**Requirements**
Your task is to quote the material that follows, in full and exactly.

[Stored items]
*-*-*

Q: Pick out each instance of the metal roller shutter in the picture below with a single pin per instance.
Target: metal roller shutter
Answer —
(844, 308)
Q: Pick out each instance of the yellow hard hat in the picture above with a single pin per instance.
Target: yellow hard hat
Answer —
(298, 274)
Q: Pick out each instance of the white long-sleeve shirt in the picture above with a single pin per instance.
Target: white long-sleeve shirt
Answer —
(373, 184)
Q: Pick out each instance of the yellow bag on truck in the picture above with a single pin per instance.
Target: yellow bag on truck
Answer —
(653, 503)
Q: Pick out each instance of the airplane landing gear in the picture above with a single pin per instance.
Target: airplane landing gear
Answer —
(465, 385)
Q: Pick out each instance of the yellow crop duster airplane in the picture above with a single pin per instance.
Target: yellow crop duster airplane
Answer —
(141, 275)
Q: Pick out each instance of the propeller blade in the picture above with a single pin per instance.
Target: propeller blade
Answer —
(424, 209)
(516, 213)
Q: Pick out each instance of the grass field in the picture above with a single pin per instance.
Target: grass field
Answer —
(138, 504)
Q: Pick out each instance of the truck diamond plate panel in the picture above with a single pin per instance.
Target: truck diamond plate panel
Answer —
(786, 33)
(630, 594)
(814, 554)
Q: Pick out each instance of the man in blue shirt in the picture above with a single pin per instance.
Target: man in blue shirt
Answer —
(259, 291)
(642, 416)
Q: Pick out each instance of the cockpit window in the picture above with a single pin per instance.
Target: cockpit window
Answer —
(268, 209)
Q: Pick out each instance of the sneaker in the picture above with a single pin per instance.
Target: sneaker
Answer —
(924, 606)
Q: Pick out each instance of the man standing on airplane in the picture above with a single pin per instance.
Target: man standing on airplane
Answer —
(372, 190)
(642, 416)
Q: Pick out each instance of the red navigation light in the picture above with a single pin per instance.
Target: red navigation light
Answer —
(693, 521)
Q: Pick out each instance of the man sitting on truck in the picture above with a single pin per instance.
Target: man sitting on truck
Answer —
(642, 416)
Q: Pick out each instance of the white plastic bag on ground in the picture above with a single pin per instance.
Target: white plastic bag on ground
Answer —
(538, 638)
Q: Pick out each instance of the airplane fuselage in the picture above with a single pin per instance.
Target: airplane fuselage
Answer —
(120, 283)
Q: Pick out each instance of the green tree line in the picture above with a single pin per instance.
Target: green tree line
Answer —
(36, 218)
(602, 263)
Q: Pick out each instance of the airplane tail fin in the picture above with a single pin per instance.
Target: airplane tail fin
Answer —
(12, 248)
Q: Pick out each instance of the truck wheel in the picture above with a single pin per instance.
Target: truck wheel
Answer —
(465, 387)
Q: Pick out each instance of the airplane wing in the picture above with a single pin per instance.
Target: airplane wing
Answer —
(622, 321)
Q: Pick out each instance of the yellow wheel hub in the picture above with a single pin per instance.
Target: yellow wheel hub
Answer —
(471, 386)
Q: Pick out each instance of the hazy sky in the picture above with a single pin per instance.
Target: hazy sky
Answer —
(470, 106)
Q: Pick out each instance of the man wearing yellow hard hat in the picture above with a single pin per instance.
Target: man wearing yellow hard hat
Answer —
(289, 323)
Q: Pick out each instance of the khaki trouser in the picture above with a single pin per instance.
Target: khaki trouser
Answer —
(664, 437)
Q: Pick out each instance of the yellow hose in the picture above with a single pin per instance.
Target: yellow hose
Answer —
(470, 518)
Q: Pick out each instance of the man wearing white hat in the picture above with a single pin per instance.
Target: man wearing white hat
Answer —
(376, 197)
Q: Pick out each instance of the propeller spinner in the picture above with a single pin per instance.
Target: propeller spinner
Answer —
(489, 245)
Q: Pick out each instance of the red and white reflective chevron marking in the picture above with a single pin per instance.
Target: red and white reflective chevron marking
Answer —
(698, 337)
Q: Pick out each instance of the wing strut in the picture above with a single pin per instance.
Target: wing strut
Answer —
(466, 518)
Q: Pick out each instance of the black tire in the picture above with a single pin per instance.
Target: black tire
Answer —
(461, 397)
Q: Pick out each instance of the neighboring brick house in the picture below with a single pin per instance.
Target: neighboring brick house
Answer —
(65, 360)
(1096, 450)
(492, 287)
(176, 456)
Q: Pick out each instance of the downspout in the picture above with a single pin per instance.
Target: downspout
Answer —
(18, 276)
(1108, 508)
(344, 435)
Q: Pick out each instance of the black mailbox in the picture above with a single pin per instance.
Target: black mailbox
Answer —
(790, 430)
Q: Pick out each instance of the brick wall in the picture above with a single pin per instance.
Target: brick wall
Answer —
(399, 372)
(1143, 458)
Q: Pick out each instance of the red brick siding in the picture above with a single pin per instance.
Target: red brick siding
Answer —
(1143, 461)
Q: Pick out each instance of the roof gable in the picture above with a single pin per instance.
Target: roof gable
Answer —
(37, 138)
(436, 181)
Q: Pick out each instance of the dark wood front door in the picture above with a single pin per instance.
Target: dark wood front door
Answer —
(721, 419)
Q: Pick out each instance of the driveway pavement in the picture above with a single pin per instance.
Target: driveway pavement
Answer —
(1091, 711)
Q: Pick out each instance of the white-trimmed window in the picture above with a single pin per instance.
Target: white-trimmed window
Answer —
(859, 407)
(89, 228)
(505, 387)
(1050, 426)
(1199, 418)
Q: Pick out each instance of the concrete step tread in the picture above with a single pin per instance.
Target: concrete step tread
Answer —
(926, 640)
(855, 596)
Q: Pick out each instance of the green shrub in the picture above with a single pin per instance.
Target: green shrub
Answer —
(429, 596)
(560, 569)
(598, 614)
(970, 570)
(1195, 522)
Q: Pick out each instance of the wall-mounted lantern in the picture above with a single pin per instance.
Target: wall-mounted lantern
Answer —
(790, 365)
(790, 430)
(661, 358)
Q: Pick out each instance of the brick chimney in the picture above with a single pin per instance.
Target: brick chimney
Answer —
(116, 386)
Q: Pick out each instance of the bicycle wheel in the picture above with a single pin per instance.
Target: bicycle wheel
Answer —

*-*-*

**Result of the exercise**
Q: Pick out each instance of the metal roller shutter in the picture below with a single pin per instance.
Target: metal roller shutter
Answer —
(844, 308)
Q: Pick out each instance of the yellow hard hat in the picture above with a single pin per instance.
Target: yellow hard hat
Answer —
(298, 274)
Q: Pick out each instance of the white long-sleeve shirt in the picture above with a single pin per instance.
Target: white long-sleeve shirt
Answer —
(373, 184)
Q: Pick out each instance of the yellow bag on truck in the picture above with a single pin per instance.
Target: yellow bag on truck
Answer —
(653, 503)
Q: Pick out each instance of the airplane landing gear in the picture above with a single pin per instance.
Target: airplane landing gear
Answer —
(465, 385)
Q: Pick out each instance of the yellow crop duster airplane in the picture above with a single pin per instance.
Target: yellow crop duster airplane
Answer —
(141, 275)
Q: Pick out each instance of the propeller blade in the picture above with a single pin per instance.
Target: propeller blade
Answer —
(424, 209)
(516, 213)
Q: Pick out each instance of the grass field in the picture above with a single pin per instance.
Target: grass field
Answer —
(138, 504)
Q: Pick out each instance of the truck diamond plate panel in the picture above with a single pin per instance.
Target: truck diamond plate panel
Answer —
(786, 33)
(630, 594)
(814, 554)
Q: Pick out each instance of the man in blue shirt in the picture above with a single pin per instance.
Target: man in blue shirt
Answer —
(259, 291)
(642, 416)
Q: Pick out each instance of the cockpit window in the picture above with a single pin per instance.
Target: cockpit window
Answer —
(268, 209)
Q: Pick out each instance of the sneaker in the picture above with a single pin per instance.
Target: sneaker
Answer —
(924, 606)
Q: Pick out each instance of the man standing on airplane in the picture above with a single pin per instance.
Target: man standing on airplane
Answer —
(372, 190)
(642, 416)
Q: Pick out each instance of the red navigation light in the picture above with a single pin per instance.
Target: red navigation light
Answer —
(693, 521)
Q: Pick out each instance of the man sitting on truck in the picture above with a single pin per instance.
Target: man sitting on truck
Answer —
(642, 416)
Q: Pick out each instance of the white plastic bag on ground in the picture above with a single pin per instance.
Target: white plastic bag on ground
Answer —
(538, 638)
Q: Pick out each instance of the airplane fuselage in the picture above with a single pin per instance.
Target: airplane fuselage
Answer —
(120, 283)
Q: Pick out each instance of the green tree line in the picture above with a single pin per instance.
Target: green tree line
Answer —
(36, 218)
(602, 263)
Q: Pick out each instance of the airplane tail fin in the picture above with a single pin per instance.
Target: airplane tail fin
Answer —
(12, 248)
Q: Pick out each instance of the truck wheel in the picture above with a single pin per instance.
Target: truck wheel
Answer —
(465, 387)
Q: Pick out each instance of the airplane wing in the picture above with a single pin per instance.
Target: airplane wing
Answer —
(622, 321)
Q: Pick out each instance of the yellow wheel hub in the picture above with a single pin per instance.
Target: yellow wheel hub
Answer —
(471, 386)
Q: Pick out each instance of the hazy sky in the picture above with a single pin per instance.
Target: hazy sky
Answer —
(470, 106)
Q: Pick out each instance of the man wearing yellow hard hat in the picture above with a single pin per instance.
Target: man wearing yellow hard hat
Answer —
(289, 323)
Q: Pick out each instance of the khaki trouser in the picture above with a single pin per instance.
Target: khaki trouser
Answer —
(664, 437)
Q: Pick out each instance of the yellow hose in the picture above with a single pin per instance.
Target: yellow hose
Answer —
(470, 518)
Q: Pick out each instance of the man wearing white hat in the picture above with a single pin per instance.
Target: man wearing white hat
Answer —
(376, 197)
Q: Pick out each instance of the propeller spinner in the picture above with a single pin per instance.
Target: propeller spinner
Answer —
(489, 245)
Q: Pick out each instance of the red and white reflective chevron marking in the picture above with a single pin per instance.
Target: red and white reflective chevron marking
Answer —
(698, 337)
Q: Pick out each instance of the wing strut in the picture above with a single pin per instance.
Target: wing strut
Answer —
(466, 518)
Q: Pick out each instance of the black tire in the picture above with a single pin per instance.
Target: black tire
Answer —
(461, 397)
Q: Pick out each instance of the neighboring brick house in the picture below with a single pin per instance.
Target: neighboring brick house
Answer —
(65, 360)
(1096, 450)
(492, 287)
(176, 456)
Q: Pick out each instance of the downspout in the picture above with a single pin per instance.
Target: downspout
Answer —
(18, 276)
(1108, 508)
(344, 435)
Q: Pick out each instance of the black mailbox in the picture above with a single pin per instance.
Target: black mailbox
Answer —
(790, 430)
Q: Pick out each instance of the brick wall in the picture above with a single pin per instance.
Target: brick wall
Answer —
(399, 372)
(1143, 458)
Q: Pick out each instance of the red brick siding in the picture above with a single pin per instance.
Target: red brick siding
Answer —
(1143, 461)
Q: Pick out each instance of the roof gable in the picture above with a single pin per instance.
Target: roof gable
Answer —
(37, 138)
(436, 181)
Q: Pick out each instance of the dark wood front door in the picture above with a single pin per instance.
Target: dark wood front door
Answer —
(721, 419)
Q: Pick out each instance of the driveway pavement in the picture above with a single pin per instance.
Target: driveway pavement
Answer —
(1091, 711)
Q: Pick out each instance of the white-trimmed window in the picture above with a single pin per instance.
Target: white-trimmed window
Answer —
(859, 407)
(89, 228)
(505, 387)
(1050, 426)
(1199, 418)
Q: Pick out each instance of the concrete step tread in the picture above with a single pin per instance.
Target: concrete step tread
Answer —
(926, 640)
(855, 596)
Q: Pick out each instance of the green shrub in the picture above with a single pin per instance.
Target: green shrub
Answer —
(429, 596)
(560, 569)
(598, 614)
(970, 570)
(1195, 522)
Q: Pick out each instance of the wall-mounted lantern in the picture above with a single pin per instance.
Target: wall-mounted lantern
Answer —
(790, 365)
(790, 430)
(661, 358)
Q: Pick out each instance of the brick chimney in the picture above with a single pin per instance.
Target: brick chimney
Answer —
(116, 386)
Q: Pick out each instance of the bicycle wheel in the picture above with a single pin per instance.
Target: bicycle wheel
Answer —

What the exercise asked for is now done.